─── DANE WEJŚCIOWE
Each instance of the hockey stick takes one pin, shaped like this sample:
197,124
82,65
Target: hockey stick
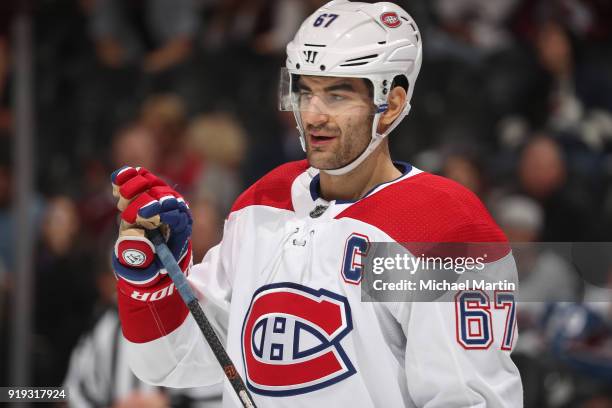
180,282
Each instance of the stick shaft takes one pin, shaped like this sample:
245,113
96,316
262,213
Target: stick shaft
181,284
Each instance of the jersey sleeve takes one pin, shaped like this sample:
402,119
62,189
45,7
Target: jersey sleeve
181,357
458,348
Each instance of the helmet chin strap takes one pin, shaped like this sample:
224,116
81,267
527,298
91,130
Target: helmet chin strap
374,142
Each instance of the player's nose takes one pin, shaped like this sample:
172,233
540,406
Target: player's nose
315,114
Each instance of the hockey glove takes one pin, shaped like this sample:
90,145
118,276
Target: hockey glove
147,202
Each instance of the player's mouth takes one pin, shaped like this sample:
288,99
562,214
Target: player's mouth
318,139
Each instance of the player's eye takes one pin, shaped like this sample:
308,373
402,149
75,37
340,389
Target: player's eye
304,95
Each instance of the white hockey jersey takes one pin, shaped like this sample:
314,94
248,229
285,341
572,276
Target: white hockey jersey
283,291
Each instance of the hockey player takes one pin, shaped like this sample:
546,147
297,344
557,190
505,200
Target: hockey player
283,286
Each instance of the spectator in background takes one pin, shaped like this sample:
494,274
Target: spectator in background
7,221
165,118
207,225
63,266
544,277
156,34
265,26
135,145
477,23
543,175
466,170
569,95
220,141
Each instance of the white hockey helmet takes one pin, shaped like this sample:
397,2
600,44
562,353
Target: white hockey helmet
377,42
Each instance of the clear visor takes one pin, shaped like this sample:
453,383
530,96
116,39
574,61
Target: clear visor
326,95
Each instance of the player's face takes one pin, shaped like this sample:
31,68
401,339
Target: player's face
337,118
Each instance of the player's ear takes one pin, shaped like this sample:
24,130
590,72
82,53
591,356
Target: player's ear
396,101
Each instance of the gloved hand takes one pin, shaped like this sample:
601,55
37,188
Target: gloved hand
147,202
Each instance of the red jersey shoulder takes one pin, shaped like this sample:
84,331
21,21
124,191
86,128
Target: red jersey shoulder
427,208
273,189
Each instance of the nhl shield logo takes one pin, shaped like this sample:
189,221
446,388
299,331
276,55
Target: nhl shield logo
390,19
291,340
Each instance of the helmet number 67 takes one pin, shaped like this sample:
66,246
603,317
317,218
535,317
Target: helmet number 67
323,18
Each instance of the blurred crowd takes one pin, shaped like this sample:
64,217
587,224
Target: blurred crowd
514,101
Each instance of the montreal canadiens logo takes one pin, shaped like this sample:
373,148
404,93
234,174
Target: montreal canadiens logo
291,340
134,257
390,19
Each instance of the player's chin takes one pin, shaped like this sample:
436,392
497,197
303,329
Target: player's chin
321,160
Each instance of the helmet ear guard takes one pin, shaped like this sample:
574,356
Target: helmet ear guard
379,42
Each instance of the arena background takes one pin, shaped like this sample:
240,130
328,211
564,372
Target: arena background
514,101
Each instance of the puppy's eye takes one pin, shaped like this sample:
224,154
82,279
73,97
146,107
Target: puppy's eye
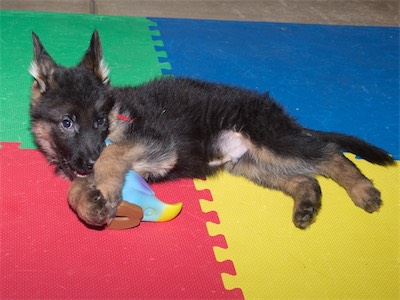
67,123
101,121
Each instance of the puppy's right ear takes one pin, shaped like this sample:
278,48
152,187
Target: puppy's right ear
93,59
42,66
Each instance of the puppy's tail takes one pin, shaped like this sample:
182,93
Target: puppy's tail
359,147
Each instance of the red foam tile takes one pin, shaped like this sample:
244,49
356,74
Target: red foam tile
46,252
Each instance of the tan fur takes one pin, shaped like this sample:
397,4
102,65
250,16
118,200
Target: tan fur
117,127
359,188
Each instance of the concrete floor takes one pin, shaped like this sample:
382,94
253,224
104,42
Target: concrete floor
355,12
──────
(TWOJE ZADANIE)
Przepisz bez zmian wiersze od tego, który zawiera „Each instance of the nhl”, aż do końca zapisów, włącznie z oboma krańcami. Obrazy pomiń.

(ROZWIĄZANIE ZADANIA)
Each instance of the nhl shield logo takes one pin, shaped like this sample:
189,221
446,388
299,331
276,55
Target: nhl shield logo
390,19
291,340
Each instance of the helmet number 67 takes one pin, shaped like this sample:
66,246
603,317
317,218
535,317
Target: helmet number 67
323,18
Each instance of the blurred crowd takes one pin, shaped like this sample:
64,217
587,224
Target: blurred crowd
514,101
Each instance of the montreal canadiens logo takes one pin, shaped like this sample:
373,148
404,93
234,174
Target: montreal canadiens logo
291,340
134,257
390,19
Each instance of the player's chin takes one pin, shaped like this sample:
436,392
497,197
303,329
Target: player's chin
321,160
Each instance of the helmet ear guard takes one pin, shaped like this sample:
574,356
Target: helmet ear guard
379,42
Each instance of the arena background takes one pin, shaped like this sample:
240,130
328,211
564,372
Target: arena background
514,101
Each instance of the puppy's eye takes one pin, shaped like this sample:
224,154
82,279
73,97
146,107
Target: puppy's eye
67,123
101,121
Each instance of the puppy's right ear takes one pin, shaped like this sample:
278,48
152,187
Target: puppy's right ear
93,59
42,66
Each instance of the puppy's tail takes one pin, shaped like this sample:
182,93
Target: puppy's tail
359,147
Each instance of the red foam tile takes one pin, shaped like this sample:
244,49
356,74
Target: red foam tile
46,252
Each instance of the tan fur takes one pin, shaped like this sample:
397,4
102,65
250,16
118,200
Target: tan fur
117,127
359,188
Each instance of the concrete floor takes one pin, shaped like this sample:
382,94
253,224
104,42
Target: concrete floor
355,12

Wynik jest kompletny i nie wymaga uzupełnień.